**Orientação**
Prossiga com a entrevista com Alex Alves Egido, escrevendo a continuação do trecho selecionado a partir da última frase apresentada.

**Trecho selecionado**
Alex Alves Egido é professor adjunto na Universidade Federal do Maranhão (UFMA). Doutor em Estudos da Linguagem, pela Universidade Estadual de Londrina (UEL), com período sanduíche na Michigan State University (MSU). Alex Egido esteve presente no III Integra PLE (6 e 7 de julho), quando proferiu palestra intitulada “Entre chamas e formulários, escolhemos nos envolver: uma conversa sobre ética em pesquisa”. Aproveitando sua presença no evento promovido pelo Programa de Pós-graduação em Letras, o professor concedeu entrevista a um trio de alunas do curso da graduação em Letras da UEM.

por Barbara Hoffmann, Estéfani Ferreira, Isadora Zubioli

O Consoante: Queremos agradecer, primeiramente, pela palestra proferida e gostaríamos que você contasse um pouco sobre a sua trajetória acadêmica e o que te levou a esse interesse pelos estudos da ética em pesquisa?

**Material extraído**
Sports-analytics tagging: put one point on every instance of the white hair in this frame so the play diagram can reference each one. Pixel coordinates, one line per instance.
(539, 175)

...

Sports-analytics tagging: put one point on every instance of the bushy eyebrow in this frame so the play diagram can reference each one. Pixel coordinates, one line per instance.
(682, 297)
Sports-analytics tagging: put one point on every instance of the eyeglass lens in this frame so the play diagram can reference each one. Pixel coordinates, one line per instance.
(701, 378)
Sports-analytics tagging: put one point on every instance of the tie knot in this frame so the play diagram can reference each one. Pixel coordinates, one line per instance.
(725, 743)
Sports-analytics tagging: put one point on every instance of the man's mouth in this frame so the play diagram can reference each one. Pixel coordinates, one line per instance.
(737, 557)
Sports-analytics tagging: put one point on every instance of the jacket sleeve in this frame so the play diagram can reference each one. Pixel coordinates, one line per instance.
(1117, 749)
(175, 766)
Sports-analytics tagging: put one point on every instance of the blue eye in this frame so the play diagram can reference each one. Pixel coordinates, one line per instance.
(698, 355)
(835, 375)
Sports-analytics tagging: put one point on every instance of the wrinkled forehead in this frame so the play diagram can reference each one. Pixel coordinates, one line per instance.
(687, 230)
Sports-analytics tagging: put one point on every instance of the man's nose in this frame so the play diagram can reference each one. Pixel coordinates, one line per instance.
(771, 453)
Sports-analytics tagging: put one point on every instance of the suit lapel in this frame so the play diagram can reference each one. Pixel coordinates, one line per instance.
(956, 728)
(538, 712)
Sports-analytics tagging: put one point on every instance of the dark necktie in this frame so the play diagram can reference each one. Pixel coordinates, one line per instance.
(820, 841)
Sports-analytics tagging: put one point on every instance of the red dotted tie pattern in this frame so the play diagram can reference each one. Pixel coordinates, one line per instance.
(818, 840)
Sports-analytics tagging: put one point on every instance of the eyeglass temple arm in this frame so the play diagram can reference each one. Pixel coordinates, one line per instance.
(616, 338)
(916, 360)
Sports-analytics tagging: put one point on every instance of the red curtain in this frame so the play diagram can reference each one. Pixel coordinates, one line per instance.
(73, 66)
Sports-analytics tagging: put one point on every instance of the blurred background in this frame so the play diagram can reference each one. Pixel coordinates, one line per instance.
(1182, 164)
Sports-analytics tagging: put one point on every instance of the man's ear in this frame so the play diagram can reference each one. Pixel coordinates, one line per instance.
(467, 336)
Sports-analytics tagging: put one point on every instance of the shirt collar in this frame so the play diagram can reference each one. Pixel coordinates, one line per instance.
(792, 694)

--

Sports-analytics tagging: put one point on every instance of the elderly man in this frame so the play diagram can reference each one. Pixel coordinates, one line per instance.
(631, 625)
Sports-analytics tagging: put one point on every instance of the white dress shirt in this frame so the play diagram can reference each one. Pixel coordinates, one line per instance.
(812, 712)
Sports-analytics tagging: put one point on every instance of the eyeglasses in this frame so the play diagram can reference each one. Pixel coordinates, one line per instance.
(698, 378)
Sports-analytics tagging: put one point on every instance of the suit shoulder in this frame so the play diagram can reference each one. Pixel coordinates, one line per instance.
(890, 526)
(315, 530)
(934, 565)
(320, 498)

**Resposta do exercício**
Alex Egido: Diria que muitas das nossas escolhas dentro da universidade, da nossa trajetória acadêmica, são construídas a partir das relações que nós temos. Então, eu diria que esse meu interesse inicial, já no primeiro ano da graduação, há quase uma década, sobre ética, diz muito sobre as relações que eu tive naquele momento com a minha orientadora de Iniciação Científica, já no primeiro semestre da graduação, a professora Simone Reis. Atrelo muito essa escolha à temática da ética logo nesse início a ela. Eu me lembro da nossa primeira conversa, e ela disse assim “Olha, talvez a ética seja um tema interessante para você, se você quiser amadurecer a ideia”. E na época, eu dizia: “Mas eu nunca vi nada sobre isso”, e aí ela disse: “Mas você pode ser conhecido só por essa temática, se você pesquisar ela em toda a sua trajetória acadêmica”, e veja, cá estamos nós, eu sendo entrevistado justamente sobre ética em pesquisa. Meu mestrado, meu doutorado e minhas iniciações científicas, as pesquisas que eu oriento, todas voltadas para a ética em pesquisa ou sobre o ensino e aprendizagem de línguas.

OC: Até que momento é adequado esse trabalho na relação pesquisador-participante, sem perder o caráter de distanciamento do pesquisador, da não subjetividade?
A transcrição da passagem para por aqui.